Esse é o objetivo do Lab?

Núria: Esse objetivo que a gente tem que entregar acaba até sendo pequeno perto do poder do Lab, porque se o Lab parar aí, em um projeto só entregue, ele não mudou nada. O objetivo do Lab é que se dê continuidade, que as pessoas entendam, utilizem e dialoguem por meio de ferramentas digitais, que elas aprendam por meio de ferramentas digitais desenvolvidas pela equipe do Lab que são bolsistas, estudantes, pessoas de várias etnias, várias nacionalidades e experts em várias áreas e que estão com um único objetivo: produzir um encontro que caminhe para frente, um encontro de jovens que vão fazer esse país, entendendo a cultura do nosso país por meio da educação. Esse é um objetivo muito grandioso, que até chega a dar medo, mas a gente vai caminhar pra isso e é por esse motivo que a gente não vê o fim do Lab agora. O Lab é muito interessante porque ele tem efervescência na criação sem esquecer o objetivo coletivo e sem deixar de pensar no plajenamento futuro. A gente tá conseguindo viver essa experiênncia de troca por meio de redes.

Qual é a importância dessas redes?

Núria: O futuro vai dizer isso. A importância vai se dar como consequência. O que a gente pode afirmar hoje é: eu não trabalho sozinha e meu conhecimento não é fragmentado. Meu conhecimento tem que dar entrada e continuidade no seu, e do seu vir pra mim, e nós temos que nos respeitarmos não pela troca apenas financeira. Claro que o recurso econômico é importante para todos vivermos, mas esse recurso advém justamente porque eu consigo entender a não fragmentação das coisas. Nós vivemos uma era em que o conhecimento era fragmentado e a universidade ainda vive isso. E é um ponto de evolução para a Universidade. Enquanto ela não evoluir nesse sentido de dizer “”Eu não sou meu gabinete, com meus livros e artigos publicados, mas eu sou o que esse mundo é e eu tenho que entendê-lo para me entender”

Nesse sentido, a relação da UFPR com o Lab ajuda nessa evolução da universidade, não?

• Registros de dados coletados:

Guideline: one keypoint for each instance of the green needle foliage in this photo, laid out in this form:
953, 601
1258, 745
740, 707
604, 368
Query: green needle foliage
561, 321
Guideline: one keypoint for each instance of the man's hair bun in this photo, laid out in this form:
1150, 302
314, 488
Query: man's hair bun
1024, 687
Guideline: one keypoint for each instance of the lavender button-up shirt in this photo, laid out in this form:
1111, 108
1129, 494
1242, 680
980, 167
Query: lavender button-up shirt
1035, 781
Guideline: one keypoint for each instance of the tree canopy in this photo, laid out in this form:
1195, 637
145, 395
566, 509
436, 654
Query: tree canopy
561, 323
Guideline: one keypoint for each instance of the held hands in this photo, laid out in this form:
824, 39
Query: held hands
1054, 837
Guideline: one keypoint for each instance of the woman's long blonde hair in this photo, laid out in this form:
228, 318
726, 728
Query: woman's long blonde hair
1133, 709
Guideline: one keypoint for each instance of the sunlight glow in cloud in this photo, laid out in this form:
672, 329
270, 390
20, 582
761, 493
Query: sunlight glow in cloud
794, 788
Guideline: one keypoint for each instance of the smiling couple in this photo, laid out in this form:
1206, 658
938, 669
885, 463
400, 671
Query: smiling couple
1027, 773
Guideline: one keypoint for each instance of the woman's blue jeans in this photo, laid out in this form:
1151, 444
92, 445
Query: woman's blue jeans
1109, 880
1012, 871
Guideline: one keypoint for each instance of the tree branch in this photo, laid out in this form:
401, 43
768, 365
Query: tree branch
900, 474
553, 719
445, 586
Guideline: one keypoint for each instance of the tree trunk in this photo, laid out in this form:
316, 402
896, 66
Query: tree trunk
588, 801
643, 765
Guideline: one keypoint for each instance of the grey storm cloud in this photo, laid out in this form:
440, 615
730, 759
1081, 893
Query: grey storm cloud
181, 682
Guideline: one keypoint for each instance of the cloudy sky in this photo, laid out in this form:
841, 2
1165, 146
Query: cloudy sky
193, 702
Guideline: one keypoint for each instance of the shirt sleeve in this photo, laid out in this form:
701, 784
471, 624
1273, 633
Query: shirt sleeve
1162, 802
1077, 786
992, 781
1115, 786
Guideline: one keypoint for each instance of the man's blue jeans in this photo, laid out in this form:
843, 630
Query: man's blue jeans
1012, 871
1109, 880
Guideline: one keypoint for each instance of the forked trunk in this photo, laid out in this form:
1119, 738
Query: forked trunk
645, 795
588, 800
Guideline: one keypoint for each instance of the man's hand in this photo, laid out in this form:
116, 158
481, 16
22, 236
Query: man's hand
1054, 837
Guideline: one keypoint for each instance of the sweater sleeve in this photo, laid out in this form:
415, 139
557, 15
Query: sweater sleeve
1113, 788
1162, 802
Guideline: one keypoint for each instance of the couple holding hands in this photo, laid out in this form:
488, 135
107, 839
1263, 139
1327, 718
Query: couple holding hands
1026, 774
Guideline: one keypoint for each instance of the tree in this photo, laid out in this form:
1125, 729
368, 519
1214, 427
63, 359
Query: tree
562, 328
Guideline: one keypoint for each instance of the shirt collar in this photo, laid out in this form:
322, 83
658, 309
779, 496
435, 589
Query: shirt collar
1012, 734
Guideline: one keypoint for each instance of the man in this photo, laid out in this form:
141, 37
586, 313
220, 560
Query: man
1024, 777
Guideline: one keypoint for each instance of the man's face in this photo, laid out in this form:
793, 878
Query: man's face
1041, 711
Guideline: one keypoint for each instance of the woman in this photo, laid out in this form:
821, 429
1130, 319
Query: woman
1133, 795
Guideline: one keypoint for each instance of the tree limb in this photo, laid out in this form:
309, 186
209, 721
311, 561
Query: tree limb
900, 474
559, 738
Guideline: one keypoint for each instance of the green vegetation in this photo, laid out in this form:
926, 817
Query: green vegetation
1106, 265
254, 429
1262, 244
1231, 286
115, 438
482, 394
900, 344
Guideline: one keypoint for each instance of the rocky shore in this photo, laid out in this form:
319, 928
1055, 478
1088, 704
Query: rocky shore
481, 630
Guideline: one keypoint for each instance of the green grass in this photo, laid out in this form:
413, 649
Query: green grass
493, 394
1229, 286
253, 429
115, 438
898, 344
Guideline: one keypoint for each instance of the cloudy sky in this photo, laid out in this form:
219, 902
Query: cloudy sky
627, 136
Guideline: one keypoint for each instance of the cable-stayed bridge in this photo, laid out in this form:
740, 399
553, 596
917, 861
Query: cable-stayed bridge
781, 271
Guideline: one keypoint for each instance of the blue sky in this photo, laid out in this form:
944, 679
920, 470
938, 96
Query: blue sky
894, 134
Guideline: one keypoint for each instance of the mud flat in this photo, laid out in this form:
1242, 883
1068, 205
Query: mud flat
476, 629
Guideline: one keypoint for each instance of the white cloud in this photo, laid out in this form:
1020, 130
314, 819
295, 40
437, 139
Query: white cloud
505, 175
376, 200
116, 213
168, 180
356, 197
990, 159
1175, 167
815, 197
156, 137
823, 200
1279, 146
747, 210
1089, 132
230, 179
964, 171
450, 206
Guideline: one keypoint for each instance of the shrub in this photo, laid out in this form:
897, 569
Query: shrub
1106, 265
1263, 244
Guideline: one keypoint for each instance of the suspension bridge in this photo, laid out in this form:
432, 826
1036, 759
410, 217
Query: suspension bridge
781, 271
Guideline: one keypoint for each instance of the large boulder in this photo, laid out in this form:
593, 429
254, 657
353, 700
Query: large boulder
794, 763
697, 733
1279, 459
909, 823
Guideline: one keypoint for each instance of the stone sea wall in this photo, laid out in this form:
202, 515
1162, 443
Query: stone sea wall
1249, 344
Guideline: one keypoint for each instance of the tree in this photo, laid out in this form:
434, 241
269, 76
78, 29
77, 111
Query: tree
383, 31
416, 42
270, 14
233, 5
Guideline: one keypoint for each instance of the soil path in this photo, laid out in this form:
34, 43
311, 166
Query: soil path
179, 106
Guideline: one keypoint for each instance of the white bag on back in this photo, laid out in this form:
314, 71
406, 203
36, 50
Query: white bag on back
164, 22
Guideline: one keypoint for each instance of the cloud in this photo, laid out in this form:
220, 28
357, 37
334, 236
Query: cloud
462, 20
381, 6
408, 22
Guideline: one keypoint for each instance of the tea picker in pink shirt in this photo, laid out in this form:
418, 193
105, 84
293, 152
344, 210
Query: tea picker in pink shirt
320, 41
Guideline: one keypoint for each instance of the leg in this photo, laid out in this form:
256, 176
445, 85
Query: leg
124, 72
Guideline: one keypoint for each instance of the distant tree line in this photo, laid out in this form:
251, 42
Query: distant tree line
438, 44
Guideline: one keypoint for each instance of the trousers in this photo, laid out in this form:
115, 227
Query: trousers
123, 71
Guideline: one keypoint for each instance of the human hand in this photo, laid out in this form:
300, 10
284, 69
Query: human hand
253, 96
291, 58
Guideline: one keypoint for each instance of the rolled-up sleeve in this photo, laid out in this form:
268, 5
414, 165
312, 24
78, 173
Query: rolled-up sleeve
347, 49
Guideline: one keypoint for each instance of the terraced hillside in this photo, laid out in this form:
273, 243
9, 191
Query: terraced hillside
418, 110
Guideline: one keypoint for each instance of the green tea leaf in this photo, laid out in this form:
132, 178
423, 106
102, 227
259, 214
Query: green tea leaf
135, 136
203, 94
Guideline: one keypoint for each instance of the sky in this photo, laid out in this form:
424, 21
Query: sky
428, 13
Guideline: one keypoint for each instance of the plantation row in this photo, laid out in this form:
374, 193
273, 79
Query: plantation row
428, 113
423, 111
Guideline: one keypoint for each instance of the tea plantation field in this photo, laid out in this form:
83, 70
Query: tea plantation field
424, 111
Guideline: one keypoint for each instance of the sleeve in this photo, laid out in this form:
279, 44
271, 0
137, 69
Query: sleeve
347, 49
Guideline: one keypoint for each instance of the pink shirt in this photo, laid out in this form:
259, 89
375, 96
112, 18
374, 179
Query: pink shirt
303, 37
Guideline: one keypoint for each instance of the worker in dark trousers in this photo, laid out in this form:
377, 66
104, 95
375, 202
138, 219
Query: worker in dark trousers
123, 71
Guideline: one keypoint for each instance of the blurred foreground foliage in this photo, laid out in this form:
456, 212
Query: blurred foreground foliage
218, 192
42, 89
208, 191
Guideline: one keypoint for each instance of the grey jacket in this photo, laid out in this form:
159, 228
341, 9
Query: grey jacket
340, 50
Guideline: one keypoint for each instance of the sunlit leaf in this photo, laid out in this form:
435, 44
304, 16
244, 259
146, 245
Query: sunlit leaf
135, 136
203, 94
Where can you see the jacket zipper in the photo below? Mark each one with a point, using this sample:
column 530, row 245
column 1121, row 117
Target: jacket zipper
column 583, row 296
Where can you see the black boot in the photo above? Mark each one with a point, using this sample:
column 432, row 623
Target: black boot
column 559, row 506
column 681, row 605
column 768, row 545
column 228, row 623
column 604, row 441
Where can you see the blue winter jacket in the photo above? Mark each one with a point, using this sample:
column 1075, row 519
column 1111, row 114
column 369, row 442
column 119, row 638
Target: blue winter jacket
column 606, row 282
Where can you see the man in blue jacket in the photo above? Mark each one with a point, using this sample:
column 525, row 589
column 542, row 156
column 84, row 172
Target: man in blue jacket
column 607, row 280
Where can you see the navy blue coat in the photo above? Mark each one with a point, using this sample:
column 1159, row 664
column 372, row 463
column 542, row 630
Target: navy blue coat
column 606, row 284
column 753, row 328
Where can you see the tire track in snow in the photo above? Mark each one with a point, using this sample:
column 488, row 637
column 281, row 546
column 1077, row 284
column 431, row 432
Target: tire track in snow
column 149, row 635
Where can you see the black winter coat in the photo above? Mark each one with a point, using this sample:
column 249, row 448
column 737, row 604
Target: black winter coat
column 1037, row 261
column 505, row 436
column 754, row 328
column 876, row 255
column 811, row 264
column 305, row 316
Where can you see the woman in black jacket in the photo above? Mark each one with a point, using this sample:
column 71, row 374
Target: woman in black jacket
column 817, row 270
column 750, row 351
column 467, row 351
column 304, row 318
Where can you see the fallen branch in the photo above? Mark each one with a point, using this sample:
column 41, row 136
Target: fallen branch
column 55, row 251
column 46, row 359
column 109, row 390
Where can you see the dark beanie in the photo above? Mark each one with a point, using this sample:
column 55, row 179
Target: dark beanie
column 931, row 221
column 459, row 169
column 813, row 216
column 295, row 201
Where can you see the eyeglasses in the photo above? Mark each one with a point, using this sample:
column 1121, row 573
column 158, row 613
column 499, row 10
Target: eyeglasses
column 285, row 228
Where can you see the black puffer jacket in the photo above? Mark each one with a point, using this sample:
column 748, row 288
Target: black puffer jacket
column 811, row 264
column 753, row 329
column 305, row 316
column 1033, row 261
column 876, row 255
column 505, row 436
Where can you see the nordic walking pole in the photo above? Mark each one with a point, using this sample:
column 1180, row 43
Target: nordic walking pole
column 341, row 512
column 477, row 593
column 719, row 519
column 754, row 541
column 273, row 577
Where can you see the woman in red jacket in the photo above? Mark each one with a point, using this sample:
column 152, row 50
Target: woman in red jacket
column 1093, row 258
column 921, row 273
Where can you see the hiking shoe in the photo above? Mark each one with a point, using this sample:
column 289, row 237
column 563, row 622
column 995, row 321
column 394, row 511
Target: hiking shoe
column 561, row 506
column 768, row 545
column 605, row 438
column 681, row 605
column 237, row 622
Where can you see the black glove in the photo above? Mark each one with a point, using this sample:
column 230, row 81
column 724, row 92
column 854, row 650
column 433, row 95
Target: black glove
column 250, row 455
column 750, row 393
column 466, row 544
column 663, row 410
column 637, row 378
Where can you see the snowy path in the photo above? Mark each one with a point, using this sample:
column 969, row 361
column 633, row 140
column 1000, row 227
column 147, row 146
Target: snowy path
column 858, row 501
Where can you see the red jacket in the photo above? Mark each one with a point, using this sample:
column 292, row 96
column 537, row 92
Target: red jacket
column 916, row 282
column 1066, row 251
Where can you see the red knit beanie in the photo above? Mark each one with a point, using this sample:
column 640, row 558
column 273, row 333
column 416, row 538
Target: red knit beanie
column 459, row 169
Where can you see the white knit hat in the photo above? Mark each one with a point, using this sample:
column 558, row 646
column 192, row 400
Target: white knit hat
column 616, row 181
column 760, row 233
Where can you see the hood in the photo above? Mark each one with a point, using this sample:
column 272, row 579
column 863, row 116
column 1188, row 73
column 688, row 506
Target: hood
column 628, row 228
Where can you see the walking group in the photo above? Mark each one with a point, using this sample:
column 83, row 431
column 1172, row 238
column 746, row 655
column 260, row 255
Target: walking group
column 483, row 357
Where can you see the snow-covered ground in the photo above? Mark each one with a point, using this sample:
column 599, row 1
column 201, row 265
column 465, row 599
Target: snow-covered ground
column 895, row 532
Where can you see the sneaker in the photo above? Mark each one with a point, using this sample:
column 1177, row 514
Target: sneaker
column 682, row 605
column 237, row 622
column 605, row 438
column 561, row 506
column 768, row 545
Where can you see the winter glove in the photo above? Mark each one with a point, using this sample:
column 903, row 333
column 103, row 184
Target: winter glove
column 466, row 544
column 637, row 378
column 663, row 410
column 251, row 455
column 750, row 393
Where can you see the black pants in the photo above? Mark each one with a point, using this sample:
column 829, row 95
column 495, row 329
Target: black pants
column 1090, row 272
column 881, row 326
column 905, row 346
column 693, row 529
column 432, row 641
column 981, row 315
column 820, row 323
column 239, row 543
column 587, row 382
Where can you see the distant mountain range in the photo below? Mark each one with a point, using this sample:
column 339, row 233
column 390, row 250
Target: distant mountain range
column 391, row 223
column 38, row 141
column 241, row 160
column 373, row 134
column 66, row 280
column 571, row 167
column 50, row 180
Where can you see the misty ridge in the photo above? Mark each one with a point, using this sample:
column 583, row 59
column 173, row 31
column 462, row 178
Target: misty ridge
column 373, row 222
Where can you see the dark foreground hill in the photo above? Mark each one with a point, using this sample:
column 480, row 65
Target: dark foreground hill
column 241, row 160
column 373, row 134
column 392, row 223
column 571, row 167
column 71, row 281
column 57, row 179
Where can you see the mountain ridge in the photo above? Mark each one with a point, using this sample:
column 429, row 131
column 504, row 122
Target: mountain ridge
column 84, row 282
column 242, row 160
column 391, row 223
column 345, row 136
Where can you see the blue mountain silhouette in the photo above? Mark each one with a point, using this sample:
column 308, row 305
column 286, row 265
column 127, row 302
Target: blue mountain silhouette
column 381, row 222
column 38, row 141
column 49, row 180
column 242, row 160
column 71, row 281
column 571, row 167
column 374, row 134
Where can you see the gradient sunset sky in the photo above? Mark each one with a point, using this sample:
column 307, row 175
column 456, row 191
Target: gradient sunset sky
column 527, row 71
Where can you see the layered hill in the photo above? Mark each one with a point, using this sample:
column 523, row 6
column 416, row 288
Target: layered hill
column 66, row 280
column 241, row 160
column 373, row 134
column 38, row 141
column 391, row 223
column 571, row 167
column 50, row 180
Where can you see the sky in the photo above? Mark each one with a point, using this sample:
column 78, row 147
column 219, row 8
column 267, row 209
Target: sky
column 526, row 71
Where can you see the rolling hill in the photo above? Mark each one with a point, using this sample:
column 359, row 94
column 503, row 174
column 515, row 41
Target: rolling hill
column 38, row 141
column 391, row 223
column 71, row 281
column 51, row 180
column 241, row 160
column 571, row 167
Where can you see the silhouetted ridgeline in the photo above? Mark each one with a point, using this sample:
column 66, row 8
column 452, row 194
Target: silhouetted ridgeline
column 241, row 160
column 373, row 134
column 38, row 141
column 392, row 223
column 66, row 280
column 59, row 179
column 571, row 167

• OBJETIVO DO EXERCÍCIO: Liste todos os perfis de pessoas que, no trecho para ler, Núria diz fazerem parte da "equipe do Lab".

• RESPOSTA ESCRITA:
- Bolsistas
- Estudantes
- Pessoas de várias etnias
- Pessoas de várias nacionalidades
- Experts em várias áreas